SOURCE:
===============
Colorado Republicans will choose their next chair at a party reorganization meeting on March 11. Current Republican state chair Kristi Burton Brown announced in December that she is not seeking a second term.
The leadership shakeup comes a few months after a blistering loss for the party during the 2022 midterms, when Democrats secured every statewide office, won the state’s new congressional seat and expanded their majorities in the state Legislature.
“We are in a hole, and we need to start digging ourselves out of it,” said Casper Stockham, who has led multiple unsuccessful congressional campaigns and also ran for state party chair in 2021.
Lundbert, Aadland and Stockham are joined in the race by former state Rep. Dave Williams, indicted former Mesa County Clerk Tina Peters, and conservative Christian activist Aaron Wood.
Other common ground between the candidates include a support for the return to closed primary elections and disdain for the petition process for candidates to get on the primary ballot.
Analysis of 2022 losses
The candidates offered various reasons for why Republicans in Colorado lost so badly in November, from a weak slate of candidates to unreliable voting machines.
“We put unprincipled, weak candidates forward in top, key positions. We’re losing trust with real conservative voices throughout the state because of the people who go through our process and circumvent the assembly and caucus and petition only onto the ballot and don’t stand up for key issues,” Wood said.
We need to not be afraid of people calling us … election deniers. Trump won, plain and simple. Nobody wanted Joe Biden as president ... I am unashamed to say that.
– Aaron Wood, candidate for Colorado GOP chair
That was one of many digs between the candidates towards former Republican U.S. Senate candidate Joe O’Dea, who made it on the primary ballot by gathering enough voter signatures instead of the internal assembly process. He went on to lose to Sen. Michael Bennet in the general election.
===============
EXERCISE OBJECTIVE: Reproduce the article on the Colorado Republican chair race from "Lundbert, Aadland and" down to "the primary ballot.". The material that comes after this article is not needed.

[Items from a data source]
===============
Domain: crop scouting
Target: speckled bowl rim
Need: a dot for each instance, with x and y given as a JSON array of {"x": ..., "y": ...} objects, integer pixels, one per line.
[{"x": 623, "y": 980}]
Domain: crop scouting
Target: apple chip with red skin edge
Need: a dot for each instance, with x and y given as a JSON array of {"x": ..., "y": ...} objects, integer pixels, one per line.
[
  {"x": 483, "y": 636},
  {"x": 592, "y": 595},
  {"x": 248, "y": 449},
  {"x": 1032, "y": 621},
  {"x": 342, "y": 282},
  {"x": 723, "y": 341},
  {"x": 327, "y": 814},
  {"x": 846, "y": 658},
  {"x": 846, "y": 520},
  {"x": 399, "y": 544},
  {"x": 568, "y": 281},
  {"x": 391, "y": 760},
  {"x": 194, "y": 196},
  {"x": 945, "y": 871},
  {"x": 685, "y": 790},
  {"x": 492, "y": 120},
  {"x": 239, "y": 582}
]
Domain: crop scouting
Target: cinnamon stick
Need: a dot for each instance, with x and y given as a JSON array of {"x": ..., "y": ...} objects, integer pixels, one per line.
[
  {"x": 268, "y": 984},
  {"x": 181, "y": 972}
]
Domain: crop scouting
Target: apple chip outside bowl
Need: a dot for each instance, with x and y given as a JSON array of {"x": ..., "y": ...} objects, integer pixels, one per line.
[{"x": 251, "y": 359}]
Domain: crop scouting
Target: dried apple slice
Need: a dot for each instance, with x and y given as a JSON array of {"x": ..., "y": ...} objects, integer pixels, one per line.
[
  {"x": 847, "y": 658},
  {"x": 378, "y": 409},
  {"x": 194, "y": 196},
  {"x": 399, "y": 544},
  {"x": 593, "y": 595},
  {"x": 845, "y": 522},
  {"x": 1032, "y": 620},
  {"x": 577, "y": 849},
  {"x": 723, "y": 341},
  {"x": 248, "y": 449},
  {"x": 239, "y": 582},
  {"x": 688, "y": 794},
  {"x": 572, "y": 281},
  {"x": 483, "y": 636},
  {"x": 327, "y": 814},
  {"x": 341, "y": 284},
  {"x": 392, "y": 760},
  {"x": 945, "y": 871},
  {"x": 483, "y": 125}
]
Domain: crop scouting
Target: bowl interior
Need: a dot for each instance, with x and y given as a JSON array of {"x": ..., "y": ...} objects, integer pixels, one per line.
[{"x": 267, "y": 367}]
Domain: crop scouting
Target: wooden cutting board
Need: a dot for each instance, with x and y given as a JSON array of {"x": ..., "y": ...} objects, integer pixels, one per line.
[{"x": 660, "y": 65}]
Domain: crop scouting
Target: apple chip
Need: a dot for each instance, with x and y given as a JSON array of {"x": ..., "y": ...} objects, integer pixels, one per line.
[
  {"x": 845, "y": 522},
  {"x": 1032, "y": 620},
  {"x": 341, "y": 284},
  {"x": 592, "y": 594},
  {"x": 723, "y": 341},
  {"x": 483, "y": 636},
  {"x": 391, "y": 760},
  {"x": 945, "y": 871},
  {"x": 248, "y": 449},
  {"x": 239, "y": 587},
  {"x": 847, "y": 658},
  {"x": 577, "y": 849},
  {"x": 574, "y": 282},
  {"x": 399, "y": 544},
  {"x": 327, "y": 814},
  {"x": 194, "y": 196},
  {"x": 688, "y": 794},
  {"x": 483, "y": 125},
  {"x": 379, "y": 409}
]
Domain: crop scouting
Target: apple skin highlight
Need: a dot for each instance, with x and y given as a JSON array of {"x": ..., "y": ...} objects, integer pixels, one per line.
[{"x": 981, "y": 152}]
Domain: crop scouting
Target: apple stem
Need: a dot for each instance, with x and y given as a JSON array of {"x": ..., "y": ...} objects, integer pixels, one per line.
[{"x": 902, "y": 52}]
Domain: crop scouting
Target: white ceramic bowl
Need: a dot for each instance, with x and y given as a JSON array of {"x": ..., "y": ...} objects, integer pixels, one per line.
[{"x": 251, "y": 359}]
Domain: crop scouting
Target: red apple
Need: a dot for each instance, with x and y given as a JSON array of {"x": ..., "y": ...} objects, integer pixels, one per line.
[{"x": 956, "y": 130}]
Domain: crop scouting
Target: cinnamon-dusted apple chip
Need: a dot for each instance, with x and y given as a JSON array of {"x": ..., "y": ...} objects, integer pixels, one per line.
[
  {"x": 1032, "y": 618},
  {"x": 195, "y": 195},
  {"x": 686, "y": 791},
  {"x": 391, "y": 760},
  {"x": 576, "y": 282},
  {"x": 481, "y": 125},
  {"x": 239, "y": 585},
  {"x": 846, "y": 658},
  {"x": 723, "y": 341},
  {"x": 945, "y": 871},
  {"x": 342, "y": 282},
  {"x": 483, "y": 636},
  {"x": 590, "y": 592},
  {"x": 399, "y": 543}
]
===============
REPLY:
Lundbert, Aadland and Stockham are joined in the race by former state Rep. Dave Williams, indicted former Mesa County Clerk Tina Peters, and conservative Christian activist Aaron Wood.
Other common ground between the candidates include a support for the return to closed primary elections and disdain for the petition process for candidates to get on the primary ballot.